Work to be completed. Provide an exact reproduction of every entry.

Material for this task.
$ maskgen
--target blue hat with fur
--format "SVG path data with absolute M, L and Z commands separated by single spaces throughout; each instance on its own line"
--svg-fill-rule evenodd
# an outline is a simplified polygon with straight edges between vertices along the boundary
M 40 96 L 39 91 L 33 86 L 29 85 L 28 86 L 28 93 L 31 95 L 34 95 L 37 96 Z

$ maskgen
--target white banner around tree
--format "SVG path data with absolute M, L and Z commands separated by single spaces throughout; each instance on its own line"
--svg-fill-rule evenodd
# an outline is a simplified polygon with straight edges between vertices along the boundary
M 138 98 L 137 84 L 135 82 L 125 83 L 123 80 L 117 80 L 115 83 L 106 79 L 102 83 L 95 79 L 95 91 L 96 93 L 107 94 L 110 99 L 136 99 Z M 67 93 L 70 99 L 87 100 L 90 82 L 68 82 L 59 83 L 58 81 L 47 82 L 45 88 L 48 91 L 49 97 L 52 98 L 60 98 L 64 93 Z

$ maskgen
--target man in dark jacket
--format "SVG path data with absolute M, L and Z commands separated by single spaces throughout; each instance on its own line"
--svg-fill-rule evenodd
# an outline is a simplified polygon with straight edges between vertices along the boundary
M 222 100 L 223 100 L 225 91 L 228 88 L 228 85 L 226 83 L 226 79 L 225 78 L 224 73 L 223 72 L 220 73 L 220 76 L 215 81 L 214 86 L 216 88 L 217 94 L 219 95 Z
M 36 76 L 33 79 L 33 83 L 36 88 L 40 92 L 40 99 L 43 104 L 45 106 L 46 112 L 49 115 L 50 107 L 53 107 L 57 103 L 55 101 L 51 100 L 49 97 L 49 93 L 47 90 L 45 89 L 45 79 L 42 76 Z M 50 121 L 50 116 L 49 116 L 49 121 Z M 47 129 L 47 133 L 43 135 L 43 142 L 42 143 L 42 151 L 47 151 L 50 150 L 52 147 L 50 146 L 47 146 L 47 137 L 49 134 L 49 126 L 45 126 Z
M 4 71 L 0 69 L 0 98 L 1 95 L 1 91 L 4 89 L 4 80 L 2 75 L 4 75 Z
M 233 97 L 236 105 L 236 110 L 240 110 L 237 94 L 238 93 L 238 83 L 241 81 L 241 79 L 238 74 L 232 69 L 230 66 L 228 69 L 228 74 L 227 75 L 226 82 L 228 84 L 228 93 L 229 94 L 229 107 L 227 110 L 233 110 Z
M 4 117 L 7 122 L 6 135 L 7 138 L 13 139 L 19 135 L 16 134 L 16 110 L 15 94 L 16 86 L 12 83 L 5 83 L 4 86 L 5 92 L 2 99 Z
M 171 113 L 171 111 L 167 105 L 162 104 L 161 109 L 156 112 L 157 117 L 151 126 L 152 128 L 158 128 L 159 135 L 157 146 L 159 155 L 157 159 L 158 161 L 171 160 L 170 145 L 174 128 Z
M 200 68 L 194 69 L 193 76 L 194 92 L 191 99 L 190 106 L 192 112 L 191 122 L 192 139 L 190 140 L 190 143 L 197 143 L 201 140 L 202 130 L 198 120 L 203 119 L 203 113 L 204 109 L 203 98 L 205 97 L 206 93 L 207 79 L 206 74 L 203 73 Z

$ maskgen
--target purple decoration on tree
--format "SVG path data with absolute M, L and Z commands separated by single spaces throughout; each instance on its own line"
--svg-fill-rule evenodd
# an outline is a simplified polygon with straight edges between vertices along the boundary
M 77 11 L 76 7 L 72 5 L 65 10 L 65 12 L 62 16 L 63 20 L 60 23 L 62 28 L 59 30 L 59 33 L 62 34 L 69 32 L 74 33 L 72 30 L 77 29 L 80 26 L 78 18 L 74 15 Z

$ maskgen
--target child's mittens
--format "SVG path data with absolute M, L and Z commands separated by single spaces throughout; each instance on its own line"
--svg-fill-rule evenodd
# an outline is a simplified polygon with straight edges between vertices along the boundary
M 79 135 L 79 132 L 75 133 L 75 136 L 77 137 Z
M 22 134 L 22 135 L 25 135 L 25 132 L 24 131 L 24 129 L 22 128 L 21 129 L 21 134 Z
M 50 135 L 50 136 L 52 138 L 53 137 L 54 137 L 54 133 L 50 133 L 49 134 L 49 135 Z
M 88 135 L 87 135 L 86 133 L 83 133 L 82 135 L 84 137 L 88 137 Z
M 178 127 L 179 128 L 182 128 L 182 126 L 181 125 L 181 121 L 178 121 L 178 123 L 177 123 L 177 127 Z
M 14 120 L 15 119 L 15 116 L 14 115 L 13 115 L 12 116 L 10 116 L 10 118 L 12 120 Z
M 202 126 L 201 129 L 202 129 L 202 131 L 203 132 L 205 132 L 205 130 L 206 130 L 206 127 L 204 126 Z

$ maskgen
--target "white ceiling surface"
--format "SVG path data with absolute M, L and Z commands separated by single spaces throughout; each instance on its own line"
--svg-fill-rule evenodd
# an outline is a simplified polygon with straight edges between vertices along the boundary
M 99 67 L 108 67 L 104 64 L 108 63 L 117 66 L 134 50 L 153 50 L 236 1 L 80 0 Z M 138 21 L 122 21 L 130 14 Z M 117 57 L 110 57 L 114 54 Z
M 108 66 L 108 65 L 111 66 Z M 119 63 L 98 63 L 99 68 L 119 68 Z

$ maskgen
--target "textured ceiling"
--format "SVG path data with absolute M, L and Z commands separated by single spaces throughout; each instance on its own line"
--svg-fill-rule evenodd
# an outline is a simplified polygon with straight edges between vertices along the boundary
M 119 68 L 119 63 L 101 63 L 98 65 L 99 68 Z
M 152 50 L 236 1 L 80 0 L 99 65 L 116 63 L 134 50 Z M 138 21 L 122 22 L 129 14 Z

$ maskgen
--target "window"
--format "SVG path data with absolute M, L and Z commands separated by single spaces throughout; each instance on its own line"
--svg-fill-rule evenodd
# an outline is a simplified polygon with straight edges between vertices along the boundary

Solution for this task.
$ maskgen
--target blue hat with fur
--format "SVG path data with absolute M, L and Z commands separated by single spaces throughout; each instance on its own line"
--svg-fill-rule evenodd
# an outline is a simplified polygon with straight edges between vertices along the boundary
M 40 96 L 39 91 L 33 86 L 29 85 L 28 86 L 28 93 L 31 95 L 34 95 L 37 96 Z

$ maskgen
--target white banner around tree
--format "SVG path data with absolute M, L and Z commands separated by single spaces throughout; each instance on its own line"
--svg-fill-rule evenodd
# an outline is a simplified polygon with straight edges between vertices along the boundary
M 138 98 L 137 84 L 135 82 L 125 83 L 123 80 L 117 80 L 115 83 L 106 79 L 102 83 L 95 79 L 95 91 L 96 93 L 107 94 L 110 99 L 136 99 Z M 67 93 L 70 99 L 87 100 L 90 82 L 68 82 L 59 83 L 58 81 L 47 82 L 45 88 L 48 91 L 49 97 L 52 98 L 60 98 L 64 93 Z

$ maskgen
--target man in dark jacket
--format "SVG path data with absolute M, L and Z commands separated by single spaces throughout; each instance on its own line"
--svg-fill-rule evenodd
# an outline is a simplified polygon with straight edges between vertices along the boundary
M 222 100 L 223 100 L 225 91 L 228 88 L 228 85 L 226 83 L 226 79 L 225 78 L 224 73 L 223 72 L 220 73 L 220 76 L 215 81 L 214 86 L 216 88 L 217 94 L 219 95 Z
M 36 76 L 33 79 L 33 83 L 36 88 L 40 92 L 40 99 L 43 104 L 45 106 L 46 112 L 49 115 L 50 107 L 53 107 L 57 103 L 55 101 L 51 100 L 49 97 L 49 93 L 47 90 L 45 89 L 45 79 L 42 76 Z M 50 121 L 50 116 L 49 116 L 49 121 Z M 47 129 L 47 133 L 43 135 L 43 142 L 42 143 L 42 151 L 47 151 L 50 150 L 52 147 L 50 146 L 47 146 L 47 137 L 49 134 L 49 126 L 45 126 Z
M 4 71 L 0 69 L 0 98 L 1 95 L 1 91 L 4 89 L 4 80 L 2 75 L 4 75 Z
M 233 97 L 236 105 L 236 110 L 240 110 L 237 94 L 238 93 L 238 83 L 241 81 L 241 79 L 238 74 L 232 69 L 230 66 L 228 69 L 228 74 L 227 75 L 226 82 L 228 84 L 228 93 L 229 94 L 229 107 L 227 110 L 233 110 Z
M 4 117 L 7 122 L 6 135 L 7 138 L 13 139 L 19 135 L 16 134 L 16 110 L 15 94 L 16 86 L 12 83 L 5 83 L 4 86 L 5 92 L 2 99 Z
M 171 113 L 171 111 L 167 105 L 162 104 L 161 109 L 156 112 L 157 117 L 151 126 L 152 128 L 158 128 L 159 135 L 157 146 L 159 155 L 157 159 L 158 161 L 171 160 L 170 145 L 174 128 Z
M 200 68 L 194 69 L 193 76 L 194 92 L 191 99 L 190 106 L 192 112 L 191 122 L 192 139 L 190 140 L 190 143 L 197 143 L 201 140 L 202 130 L 198 120 L 203 119 L 203 113 L 204 109 L 203 98 L 205 97 L 206 93 L 207 79 L 206 74 L 203 73 Z

$ maskgen
--target purple decoration on tree
--format "SVG path data with absolute M, L and Z commands separated by single spaces throughout; each instance on its own line"
--svg-fill-rule evenodd
# an outline is a simplified polygon with straight edges between vertices along the boundary
M 77 11 L 76 7 L 72 5 L 65 10 L 65 12 L 62 16 L 63 20 L 60 23 L 62 28 L 59 30 L 59 33 L 62 34 L 69 32 L 74 33 L 72 30 L 77 29 L 80 26 L 78 18 L 74 15 Z

$ maskgen
--target child's mittens
--format "SVG path data with absolute M, L and Z commands separated by single spaces throughout; each instance on its own line"
--svg-fill-rule evenodd
# an outline is a simplified polygon with straight edges between vertices along the boundary
M 79 135 L 79 132 L 75 133 L 75 136 L 77 137 Z
M 22 134 L 22 135 L 25 135 L 25 132 L 24 131 L 24 129 L 22 128 L 21 129 L 21 134 Z
M 50 135 L 50 136 L 52 138 L 53 137 L 54 137 L 54 133 L 50 133 L 49 134 L 49 135 Z
M 88 135 L 87 135 L 86 133 L 83 133 L 82 135 L 84 137 L 88 137 Z
M 178 127 L 179 128 L 182 128 L 182 126 L 181 125 L 181 121 L 178 121 L 178 123 L 177 123 L 177 127 Z
M 14 120 L 15 119 L 15 116 L 14 115 L 13 115 L 12 116 L 10 116 L 10 118 L 12 120 Z
M 202 126 L 201 129 L 202 129 L 202 131 L 203 132 L 205 132 L 205 130 L 206 130 L 206 127 L 204 126 Z

$ maskgen
--target "white ceiling surface"
--format "SVG path data with absolute M, L and Z commands separated by single spaces throughout; each instance on its own line"
--svg-fill-rule evenodd
# an outline is a simplified polygon with straight edges between vertices along the boundary
M 99 67 L 108 67 L 104 64 L 108 63 L 117 66 L 134 50 L 153 50 L 236 1 L 80 0 Z M 138 21 L 122 21 L 130 14 Z M 117 57 L 110 57 L 114 54 Z
M 108 66 L 108 65 L 111 66 Z M 119 63 L 98 63 L 99 68 L 119 68 Z

$ maskgen
--target "textured ceiling"
--format "SVG path data with absolute M, L and Z commands separated by single spaces throughout; each instance on its own line"
--svg-fill-rule evenodd
# an outline is a simplified polygon with straight edges between vertices along the boundary
M 119 68 L 119 63 L 101 63 L 98 65 L 99 68 Z
M 152 50 L 236 1 L 80 0 L 99 65 L 116 63 L 134 50 Z M 138 21 L 122 22 L 129 14 Z

$ maskgen
--target "window"
--format "SVG path data with absolute M, L and Z commands separated by single spaces throughout; each instance on its own line"
--svg-fill-rule evenodd
# an outline is a simplified polygon with straight edges between vertices along the boundary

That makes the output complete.